**To be done**
**1)** In the court ruling on Blackwell's habeas petition, retype the part starting at "December 9, 2019" and ending at "DISMISSED WITHOUT PREJUDICE.".
**2)** Answer these questions using the court ruling on Blackwell's habeas petition:
(a) On what date did the Court deny and dismiss Blackwell's petition in Civil Action RDB-14-1538?
(b) Which court decided Mitchell v. Green?
(c) On what date did Blackwell file the § 2254 petition in response to Mitchell?

United States District Court, D. Maryland

December 9, 2019




         Pending is self-represented Petitioner Jermaine Bernard Blackwell's Petition for a Writ of Habeas Corpus. (ECF No. 1). Respondents have filed a Limited Answer (ECF No. 7) to which Blackwell filed a Reply. (ECF No. 8). The matter is ready for resolution, and no hearing is necessary. Local Rule 105.6. For reasons set forth below, the Petition will be construed as a Motion for Reconsideration of the dismissal of Blackwell's petition in Blackwell v. Bishop, et al, Civil Action No. RDB-14-1538 (D. Md. 2014) and GRANTED. The instant petition is otherwise DISMISSED WITHOUT PREJUDICE.


         On September 9, 2014, in Civil Action RDB-14-1538, this Court denied and dismissed as time-barred Blackwell's Petition for a Writ of Habeas Corpus filed pursuant 28 U.S.C. § 2254., In that case Blackwell challenged his convictions entered by the Circuit Court for Baltimore City for felony murder and lesser offenses.[1] Applying then district law, this Court determined Blackwell's motion for reconsideration of sentence under Maryland Rule 4-345(e), did not toll the limitation period under 28 U.S.C. §2244(d)(2)(statutorily tolling the limitation period for "time during which a properly filed application for State post-conviction or other collateral review with respect to the pertinent judgment or claim is pending").

         Five years later, on April 17, 2019, the United States Court of Appeals for the Fourth Circuit Mitchell v. Green, 922 F.3d 187 (4th Cir. 2019), held that a state motion for reconsideration of sentence tolls the time for filing a federal habeas petition. Mitchell, 922 F.3d at 195-98. In response to Mitchell, on August 12, 2019, Blackwell filed this § 2254 petition, explaining that he was "resubmitting" his petition for "review" in accordance with Mitchell. [ECF No. 1-1].[2]


         Respondents argue the instant Petition should be dismissed for lack of subject matter jurisdiction because it is successive and Blackwell has not obtained appellate prefiling authorization. See 28 U.S.C. § 2244(b)(3)(A) ("Before a second or successive application ... is filed in the district court, the applicant shall move in the appropriate court of appeals for an order authorizing the district court to consider the application."). Blackwell submitted this filing on a pre-printed § 2254 form, and it was docketed accordingly. (ECF No. 1). Review of the filing, however, makes clear that is properly construed as a motion for relief of judgment. See Castro v. United States, 540 U.S. 375, 381 (2003) (stating that a court may recharacterize a motion filed by a self-represented litigant to create better correspondence between the subject matter of the motion and its underlying legal basis). Respondents also appear to recognize Blackwell's intent, arguing in the alternative that if the Petition is construed as a Motion for Relief from final judgment under Federal Rule of Civil Procedure 60, it should be denied.

**Data**
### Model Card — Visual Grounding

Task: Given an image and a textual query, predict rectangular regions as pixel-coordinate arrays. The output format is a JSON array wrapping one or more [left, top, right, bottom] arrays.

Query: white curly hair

**Solutions per task**
**1)**
December 9, 2019




         Pending is self-represented Petitioner Jermaine Bernard Blackwell's Petition for a Writ of Habeas Corpus. (ECF No. 1). Respondents have filed a Limited Answer (ECF No. 7) to which Blackwell filed a Reply. (ECF No. 8). The matter is ready for resolution, and no hearing is necessary. Local Rule 105.6. For reasons set forth below, the Petition will be construed as a Motion for Reconsideration of the dismissal of Blackwell's petition in Blackwell v. Bishop, et al, Civil Action No. RDB-14-1538 (D. Md. 2014) and GRANTED. The instant petition is otherwise DISMISSED WITHOUT PREJUDICE.

**2)**
(a) September 9, 2014.
(b) The United States Court of Appeals for the Fourth Circuit.
(c) August 12, 2019.